▸ **Exercise description**
Could you copy, word for word, the lines starting with the one that contains "bare dirt ground?" and running through the one that contains "[466,412,516,464]", with both of those lines included?

▸ **Dataset excerpt**

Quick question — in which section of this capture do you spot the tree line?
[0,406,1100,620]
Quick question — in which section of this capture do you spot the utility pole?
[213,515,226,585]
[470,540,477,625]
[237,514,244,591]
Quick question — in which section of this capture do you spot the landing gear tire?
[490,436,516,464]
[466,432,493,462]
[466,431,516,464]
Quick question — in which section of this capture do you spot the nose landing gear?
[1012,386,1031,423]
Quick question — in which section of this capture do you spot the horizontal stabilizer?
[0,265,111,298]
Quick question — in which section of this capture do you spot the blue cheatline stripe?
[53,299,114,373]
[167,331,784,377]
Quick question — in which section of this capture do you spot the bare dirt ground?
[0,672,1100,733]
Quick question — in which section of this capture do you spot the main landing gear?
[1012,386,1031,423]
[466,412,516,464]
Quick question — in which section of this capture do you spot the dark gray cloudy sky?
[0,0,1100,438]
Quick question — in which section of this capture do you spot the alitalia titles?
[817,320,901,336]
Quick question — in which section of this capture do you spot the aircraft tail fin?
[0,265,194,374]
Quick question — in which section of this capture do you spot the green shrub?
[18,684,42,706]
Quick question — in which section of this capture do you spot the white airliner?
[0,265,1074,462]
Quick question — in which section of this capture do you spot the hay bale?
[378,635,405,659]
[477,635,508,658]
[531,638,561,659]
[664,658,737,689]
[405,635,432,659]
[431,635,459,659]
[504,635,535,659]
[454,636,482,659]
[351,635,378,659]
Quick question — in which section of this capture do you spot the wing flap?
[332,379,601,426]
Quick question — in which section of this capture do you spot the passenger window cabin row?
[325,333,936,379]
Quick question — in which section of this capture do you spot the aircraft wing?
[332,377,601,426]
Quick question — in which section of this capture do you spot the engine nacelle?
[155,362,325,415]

▸ **In response**
Quick question — in which section of this capture do you spot the bare dirt ground?
[0,672,1100,733]
Quick question — in which section of this capture do you spot the main landing gear?
[1012,386,1031,423]
[466,412,516,464]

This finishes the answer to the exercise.